- Data for this exercise:
= = = = = = =
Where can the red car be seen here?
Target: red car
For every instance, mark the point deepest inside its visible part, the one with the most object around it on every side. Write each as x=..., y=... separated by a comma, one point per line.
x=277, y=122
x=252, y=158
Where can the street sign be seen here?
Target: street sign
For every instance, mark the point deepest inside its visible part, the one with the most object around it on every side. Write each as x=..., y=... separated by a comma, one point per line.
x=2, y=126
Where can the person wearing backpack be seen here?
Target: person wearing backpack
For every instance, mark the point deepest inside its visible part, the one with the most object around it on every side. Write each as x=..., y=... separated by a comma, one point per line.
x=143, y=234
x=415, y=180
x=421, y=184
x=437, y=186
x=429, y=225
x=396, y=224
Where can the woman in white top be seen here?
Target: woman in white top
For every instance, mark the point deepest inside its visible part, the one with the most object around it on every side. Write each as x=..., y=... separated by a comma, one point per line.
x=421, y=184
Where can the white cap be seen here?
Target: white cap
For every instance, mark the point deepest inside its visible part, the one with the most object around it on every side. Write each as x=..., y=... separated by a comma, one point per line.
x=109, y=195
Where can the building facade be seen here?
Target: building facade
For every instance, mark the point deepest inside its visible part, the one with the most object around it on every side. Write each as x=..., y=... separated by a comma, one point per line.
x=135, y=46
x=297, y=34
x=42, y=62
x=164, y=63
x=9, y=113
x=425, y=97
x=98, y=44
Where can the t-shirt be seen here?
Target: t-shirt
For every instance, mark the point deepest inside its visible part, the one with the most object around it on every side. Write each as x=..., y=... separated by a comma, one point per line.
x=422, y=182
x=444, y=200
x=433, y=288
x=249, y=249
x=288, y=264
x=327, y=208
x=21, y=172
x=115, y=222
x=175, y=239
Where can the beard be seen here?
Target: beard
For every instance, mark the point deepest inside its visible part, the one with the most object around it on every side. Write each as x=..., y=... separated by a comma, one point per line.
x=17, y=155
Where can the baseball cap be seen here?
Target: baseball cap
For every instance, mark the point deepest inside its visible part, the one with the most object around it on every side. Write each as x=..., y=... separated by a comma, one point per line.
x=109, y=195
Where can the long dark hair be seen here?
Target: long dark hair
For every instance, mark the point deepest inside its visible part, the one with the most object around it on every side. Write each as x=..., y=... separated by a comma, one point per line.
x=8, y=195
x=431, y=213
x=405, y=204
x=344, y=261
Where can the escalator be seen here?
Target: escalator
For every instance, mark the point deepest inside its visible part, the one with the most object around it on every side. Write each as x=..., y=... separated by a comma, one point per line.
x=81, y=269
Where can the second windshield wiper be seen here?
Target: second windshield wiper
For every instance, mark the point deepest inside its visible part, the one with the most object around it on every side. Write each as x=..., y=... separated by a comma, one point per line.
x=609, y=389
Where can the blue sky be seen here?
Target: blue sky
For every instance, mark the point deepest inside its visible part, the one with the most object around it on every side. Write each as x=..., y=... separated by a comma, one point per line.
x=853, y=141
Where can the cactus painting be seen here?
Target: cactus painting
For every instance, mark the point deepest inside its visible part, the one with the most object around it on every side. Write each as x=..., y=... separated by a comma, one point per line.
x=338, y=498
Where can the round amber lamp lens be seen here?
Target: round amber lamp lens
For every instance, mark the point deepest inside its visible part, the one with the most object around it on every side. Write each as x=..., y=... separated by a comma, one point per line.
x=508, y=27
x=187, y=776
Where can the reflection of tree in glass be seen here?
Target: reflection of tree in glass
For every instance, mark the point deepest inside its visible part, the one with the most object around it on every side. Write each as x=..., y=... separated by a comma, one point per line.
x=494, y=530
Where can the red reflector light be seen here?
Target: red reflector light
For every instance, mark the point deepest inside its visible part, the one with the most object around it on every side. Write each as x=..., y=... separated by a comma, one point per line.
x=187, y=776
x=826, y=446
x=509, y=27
= = = = = = =
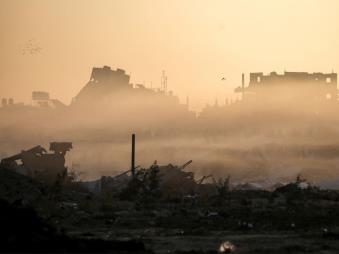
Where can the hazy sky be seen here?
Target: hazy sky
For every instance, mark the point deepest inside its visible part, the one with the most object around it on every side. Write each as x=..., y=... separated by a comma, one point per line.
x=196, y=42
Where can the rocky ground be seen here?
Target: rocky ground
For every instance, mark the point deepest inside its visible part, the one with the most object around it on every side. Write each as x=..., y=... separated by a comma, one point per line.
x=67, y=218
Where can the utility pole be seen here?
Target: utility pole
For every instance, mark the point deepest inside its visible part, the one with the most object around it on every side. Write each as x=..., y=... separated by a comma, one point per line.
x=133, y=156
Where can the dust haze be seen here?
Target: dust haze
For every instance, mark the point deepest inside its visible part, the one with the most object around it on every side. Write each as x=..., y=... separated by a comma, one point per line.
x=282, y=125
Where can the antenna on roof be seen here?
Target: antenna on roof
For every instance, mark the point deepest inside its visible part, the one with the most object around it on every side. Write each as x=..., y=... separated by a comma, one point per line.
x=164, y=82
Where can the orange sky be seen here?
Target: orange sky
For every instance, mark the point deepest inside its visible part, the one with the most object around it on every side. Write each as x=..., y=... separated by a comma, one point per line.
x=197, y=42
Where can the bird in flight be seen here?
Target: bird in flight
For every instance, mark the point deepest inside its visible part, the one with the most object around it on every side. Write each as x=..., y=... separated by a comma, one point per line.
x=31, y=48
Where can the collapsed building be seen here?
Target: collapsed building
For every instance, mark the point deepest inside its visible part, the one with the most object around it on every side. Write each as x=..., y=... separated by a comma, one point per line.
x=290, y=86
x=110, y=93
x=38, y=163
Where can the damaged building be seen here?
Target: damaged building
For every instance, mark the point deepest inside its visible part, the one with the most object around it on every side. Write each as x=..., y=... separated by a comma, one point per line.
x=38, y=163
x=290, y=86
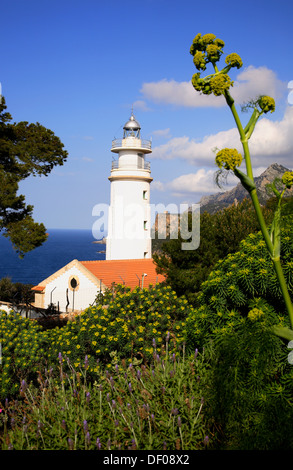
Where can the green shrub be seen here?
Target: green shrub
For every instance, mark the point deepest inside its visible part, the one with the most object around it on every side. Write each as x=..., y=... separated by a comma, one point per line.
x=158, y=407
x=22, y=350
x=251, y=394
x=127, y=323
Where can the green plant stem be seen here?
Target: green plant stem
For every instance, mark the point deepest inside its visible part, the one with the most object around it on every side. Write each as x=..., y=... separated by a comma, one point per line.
= = = = = = =
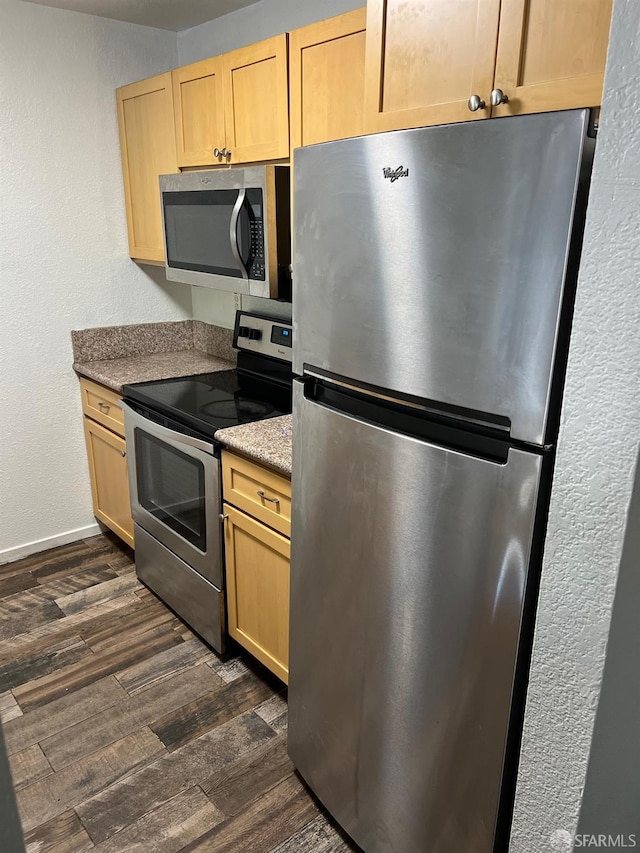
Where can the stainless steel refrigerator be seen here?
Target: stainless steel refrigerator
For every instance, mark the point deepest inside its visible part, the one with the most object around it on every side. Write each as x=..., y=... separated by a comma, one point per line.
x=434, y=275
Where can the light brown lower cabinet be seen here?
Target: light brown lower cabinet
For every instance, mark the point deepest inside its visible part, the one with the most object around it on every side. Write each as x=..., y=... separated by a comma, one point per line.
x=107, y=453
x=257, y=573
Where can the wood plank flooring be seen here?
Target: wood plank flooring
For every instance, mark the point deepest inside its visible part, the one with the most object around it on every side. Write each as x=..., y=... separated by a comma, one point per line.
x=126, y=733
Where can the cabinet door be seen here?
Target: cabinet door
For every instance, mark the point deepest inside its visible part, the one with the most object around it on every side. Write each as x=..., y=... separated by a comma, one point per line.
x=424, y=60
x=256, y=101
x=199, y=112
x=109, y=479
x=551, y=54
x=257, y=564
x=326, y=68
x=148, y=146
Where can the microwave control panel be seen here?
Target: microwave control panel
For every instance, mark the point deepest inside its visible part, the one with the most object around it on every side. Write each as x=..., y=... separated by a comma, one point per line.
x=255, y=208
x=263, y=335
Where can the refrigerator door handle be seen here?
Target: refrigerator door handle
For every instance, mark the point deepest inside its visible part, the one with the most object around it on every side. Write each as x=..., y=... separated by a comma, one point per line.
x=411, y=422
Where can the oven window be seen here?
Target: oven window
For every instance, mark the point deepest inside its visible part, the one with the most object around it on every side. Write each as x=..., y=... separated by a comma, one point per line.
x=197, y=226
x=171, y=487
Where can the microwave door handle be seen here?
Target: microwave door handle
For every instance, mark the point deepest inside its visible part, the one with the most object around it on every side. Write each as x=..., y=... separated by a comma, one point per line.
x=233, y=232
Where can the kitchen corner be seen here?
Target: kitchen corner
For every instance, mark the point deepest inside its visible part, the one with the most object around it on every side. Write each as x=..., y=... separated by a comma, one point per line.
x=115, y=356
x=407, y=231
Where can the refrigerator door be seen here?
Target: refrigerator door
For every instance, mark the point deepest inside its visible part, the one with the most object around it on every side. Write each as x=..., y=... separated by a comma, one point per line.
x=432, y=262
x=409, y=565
= = = = = = =
- Written task: Change "instance" to "occurrence" in everything from the line containing "Where can the microwave control" down to the line containing "x=171, y=487", and write out only those lines with nothing else altered.

- Response below:
Where can the microwave control panel be seen here?
Target: microwave control panel
For every occurrence, mark the point deepest inside its visible part, the one with the most object around it on every side. Write each as x=..., y=... separated by a comma, one point per line.
x=255, y=208
x=263, y=335
Where can the refrigerator door handle be seen here?
Target: refrigerator door handle
For every occurrence, mark the point deepest inside its visible part, the one with the most object around it on every side. Write each as x=..., y=... separated by a comma, one point per line.
x=411, y=422
Where can the oven window be seen here?
Target: oven window
For every occurrence, mark the point deepest inside its visible part, the one with the most object around it on every side. Write each as x=..., y=... separated by a comma, one point per line.
x=197, y=226
x=171, y=487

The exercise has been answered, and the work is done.